▶ _DATA FOR THIS EXERCISE_:
┌──

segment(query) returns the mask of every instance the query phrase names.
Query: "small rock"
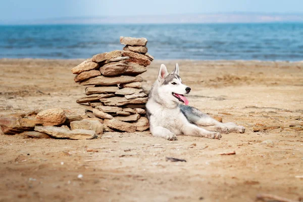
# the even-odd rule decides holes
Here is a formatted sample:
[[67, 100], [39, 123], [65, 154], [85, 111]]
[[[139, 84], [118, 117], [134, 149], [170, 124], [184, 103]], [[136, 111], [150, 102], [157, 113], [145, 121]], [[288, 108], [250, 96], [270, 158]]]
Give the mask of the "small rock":
[[101, 102], [93, 102], [93, 103], [88, 103], [90, 106], [92, 107], [93, 108], [95, 108], [98, 106], [103, 106], [103, 104]]
[[118, 115], [124, 115], [124, 116], [128, 116], [130, 115], [130, 113], [129, 112], [124, 112], [124, 111], [119, 111], [116, 113]]
[[120, 95], [128, 95], [135, 93], [139, 93], [143, 90], [134, 88], [126, 87], [117, 90], [115, 94]]
[[91, 130], [69, 130], [56, 126], [35, 126], [35, 130], [59, 138], [88, 139], [97, 137], [95, 132]]
[[97, 63], [93, 63], [91, 60], [88, 59], [72, 69], [72, 72], [74, 74], [79, 74], [81, 72], [96, 69], [98, 68], [99, 65]]
[[131, 83], [134, 82], [142, 82], [143, 79], [140, 76], [119, 76], [113, 77], [105, 77], [99, 76], [96, 77], [88, 79], [80, 83], [80, 85], [113, 85], [120, 83]]
[[130, 95], [125, 95], [124, 97], [127, 99], [132, 99], [137, 97], [144, 97], [146, 96], [146, 94], [144, 92], [140, 92], [140, 93], [134, 93]]
[[110, 63], [100, 68], [100, 72], [104, 76], [116, 76], [123, 74], [128, 67], [126, 61]]
[[104, 124], [111, 128], [113, 128], [126, 131], [128, 132], [134, 132], [136, 131], [136, 126], [131, 123], [124, 122], [119, 121], [115, 118], [113, 119], [105, 119]]
[[145, 114], [145, 111], [141, 108], [135, 108], [134, 110], [139, 114]]
[[85, 94], [114, 93], [118, 90], [118, 86], [88, 87], [85, 88]]
[[94, 109], [92, 111], [92, 113], [97, 117], [100, 118], [104, 119], [112, 119], [113, 116], [110, 114], [106, 113], [105, 112], [102, 112], [97, 109]]
[[140, 118], [140, 115], [138, 114], [133, 114], [127, 116], [120, 117], [118, 116], [115, 117], [117, 120], [122, 121], [137, 121]]
[[144, 55], [148, 58], [150, 61], [153, 61], [154, 60], [154, 57], [149, 53], [146, 53]]
[[131, 108], [124, 108], [123, 110], [123, 112], [129, 112], [130, 114], [134, 114], [137, 113], [135, 110], [133, 110]]
[[144, 46], [147, 43], [145, 38], [134, 38], [120, 36], [120, 43], [124, 45]]
[[42, 121], [43, 126], [56, 126], [64, 123], [66, 116], [62, 108], [49, 109], [39, 112], [36, 119]]
[[23, 133], [27, 137], [36, 139], [50, 138], [50, 137], [48, 135], [37, 131], [29, 131]]
[[73, 121], [71, 123], [71, 129], [91, 130], [96, 134], [103, 133], [103, 124], [97, 120], [84, 119], [82, 121]]
[[74, 78], [74, 80], [76, 82], [84, 81], [84, 80], [89, 79], [90, 78], [95, 77], [96, 76], [100, 76], [101, 73], [98, 70], [90, 70], [87, 72], [83, 72], [79, 75], [76, 76]]
[[123, 50], [129, 50], [138, 53], [145, 54], [147, 52], [148, 49], [146, 46], [132, 46], [126, 45], [123, 47]]
[[144, 67], [148, 66], [150, 64], [149, 59], [144, 55], [134, 53], [131, 51], [124, 51], [122, 54], [123, 56], [128, 56], [129, 60], [128, 62], [137, 63]]
[[116, 113], [117, 112], [122, 111], [122, 108], [119, 107], [98, 106], [96, 107], [96, 108], [98, 110], [100, 110], [100, 111], [106, 113]]
[[[129, 104], [142, 104], [147, 102], [147, 97], [137, 97], [133, 99], [127, 99], [125, 97], [113, 97], [108, 98], [101, 98], [100, 101], [104, 105], [108, 106], [122, 106]], [[131, 107], [129, 107], [131, 108]]]
[[142, 84], [141, 82], [135, 82], [128, 83], [122, 83], [120, 84], [120, 86], [122, 88], [129, 87], [130, 88], [140, 88], [142, 87]]
[[78, 104], [87, 103], [93, 101], [99, 101], [101, 98], [105, 98], [112, 96], [113, 94], [92, 94], [88, 95], [86, 97], [81, 97], [76, 100]]
[[91, 112], [92, 112], [92, 109], [93, 109], [92, 107], [89, 105], [80, 104], [79, 105], [79, 106], [84, 110], [86, 110]]
[[106, 62], [106, 63], [112, 63], [113, 62], [118, 62], [118, 61], [121, 61], [122, 60], [127, 60], [129, 59], [129, 57], [117, 57], [117, 58], [113, 58], [112, 59], [109, 60], [107, 60]]
[[268, 139], [265, 141], [263, 141], [263, 142], [260, 143], [260, 144], [265, 145], [266, 145], [267, 146], [269, 146], [270, 147], [273, 147], [275, 146], [275, 144], [274, 143], [274, 142], [272, 140], [270, 140], [270, 139]]
[[123, 53], [123, 50], [116, 50], [109, 53], [104, 53], [95, 55], [91, 58], [91, 61], [97, 63], [100, 63], [108, 60], [121, 57], [122, 56]]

└──

▶ _GIVEN REQUEST_: Reproduce all of the rows above verbatim, leaving out the pictures.

▶ _WRITTEN RESPONSE_:
segment(query) returns the mask of every instance the query phrase names.
Query: "small rock"
# the even-odd rule decides holes
Here is a formatted sample:
[[67, 100], [39, 123], [65, 154], [85, 111]]
[[[139, 84], [118, 117], [134, 149], [170, 124], [184, 103]], [[136, 111], [150, 102], [157, 113], [145, 121]], [[288, 108], [250, 96], [270, 158]]]
Give the mask of the "small rock":
[[101, 102], [93, 102], [93, 103], [88, 103], [90, 106], [92, 107], [93, 108], [95, 108], [98, 106], [103, 106], [103, 104]]
[[118, 115], [124, 115], [124, 116], [128, 116], [130, 115], [130, 113], [129, 112], [124, 112], [124, 111], [119, 111], [116, 113]]
[[120, 95], [128, 95], [135, 93], [139, 93], [143, 90], [134, 88], [126, 87], [117, 90], [115, 94]]
[[91, 130], [69, 130], [56, 126], [35, 126], [35, 130], [59, 138], [88, 139], [97, 137], [95, 132]]
[[97, 63], [93, 63], [91, 60], [88, 59], [72, 69], [72, 72], [74, 74], [79, 74], [81, 72], [96, 69], [98, 68], [99, 65]]
[[131, 83], [134, 82], [142, 82], [143, 79], [140, 76], [119, 76], [113, 77], [105, 77], [99, 76], [96, 77], [88, 79], [80, 83], [80, 85], [113, 85], [120, 83]]
[[130, 95], [125, 95], [124, 97], [127, 99], [132, 99], [137, 97], [144, 97], [146, 96], [146, 94], [144, 92], [140, 92], [140, 93], [134, 93]]
[[110, 63], [100, 68], [100, 72], [104, 76], [116, 76], [123, 74], [128, 67], [126, 61]]
[[104, 124], [111, 128], [113, 128], [126, 131], [128, 132], [134, 132], [136, 131], [136, 126], [131, 123], [124, 122], [119, 121], [115, 118], [113, 119], [105, 119]]
[[145, 114], [145, 111], [141, 108], [135, 108], [134, 110], [139, 114]]
[[85, 94], [114, 93], [118, 90], [118, 86], [88, 87], [85, 88]]
[[94, 109], [92, 111], [92, 113], [97, 117], [100, 118], [104, 119], [112, 119], [113, 116], [110, 114], [106, 113], [105, 112], [102, 112], [97, 109]]
[[140, 118], [140, 115], [138, 114], [133, 114], [127, 116], [120, 117], [118, 116], [115, 117], [117, 120], [122, 121], [137, 121]]
[[144, 55], [148, 58], [150, 61], [153, 61], [154, 60], [154, 57], [149, 53], [146, 53]]
[[131, 108], [124, 108], [123, 110], [123, 112], [129, 112], [130, 114], [134, 114], [137, 113], [135, 110], [133, 110]]
[[144, 46], [147, 43], [145, 38], [134, 38], [120, 36], [120, 43], [124, 45]]
[[42, 121], [43, 126], [56, 126], [64, 123], [66, 116], [62, 108], [49, 109], [39, 112], [36, 119]]
[[23, 133], [27, 137], [36, 139], [50, 138], [50, 137], [48, 135], [37, 131], [29, 131]]
[[73, 121], [71, 123], [71, 129], [91, 130], [96, 134], [103, 133], [103, 124], [97, 120], [84, 119], [82, 121]]
[[74, 78], [74, 80], [76, 82], [84, 81], [84, 80], [89, 79], [90, 78], [95, 77], [96, 76], [100, 76], [101, 73], [98, 70], [90, 70], [87, 72], [83, 72], [79, 75], [76, 76]]
[[123, 50], [129, 50], [138, 53], [145, 54], [147, 52], [148, 49], [146, 46], [132, 46], [126, 45], [123, 47]]
[[144, 67], [148, 66], [150, 64], [149, 59], [144, 55], [134, 53], [131, 51], [124, 51], [122, 54], [123, 56], [128, 56], [129, 60], [128, 62], [137, 63]]
[[116, 113], [117, 112], [122, 111], [122, 108], [119, 107], [98, 106], [96, 107], [96, 108], [98, 110], [100, 110], [100, 111], [106, 113]]
[[[129, 104], [142, 104], [147, 102], [147, 97], [137, 97], [133, 99], [127, 99], [125, 97], [113, 97], [108, 98], [101, 98], [100, 101], [104, 105], [108, 106], [122, 106]], [[131, 107], [129, 107], [131, 108]]]
[[142, 84], [141, 82], [135, 82], [128, 83], [122, 83], [120, 84], [120, 86], [122, 88], [129, 87], [130, 88], [140, 88], [142, 87]]
[[78, 104], [87, 103], [93, 101], [99, 101], [101, 98], [105, 98], [112, 96], [113, 94], [92, 94], [88, 95], [86, 97], [81, 97], [76, 100]]
[[91, 112], [92, 112], [92, 109], [93, 109], [92, 107], [89, 105], [80, 104], [79, 105], [79, 106], [84, 110], [86, 110]]
[[106, 62], [106, 63], [112, 63], [113, 62], [118, 62], [118, 61], [121, 61], [122, 60], [127, 60], [129, 59], [129, 57], [117, 57], [117, 58], [113, 58], [112, 59], [109, 60], [107, 60]]
[[268, 139], [265, 141], [263, 141], [263, 142], [260, 143], [260, 144], [265, 145], [266, 145], [267, 146], [269, 146], [270, 147], [273, 147], [275, 146], [275, 144], [274, 143], [274, 142], [272, 140], [270, 140], [270, 139]]
[[123, 53], [123, 50], [116, 50], [109, 53], [104, 53], [95, 55], [91, 58], [91, 61], [97, 63], [100, 63], [108, 60], [121, 57], [122, 56]]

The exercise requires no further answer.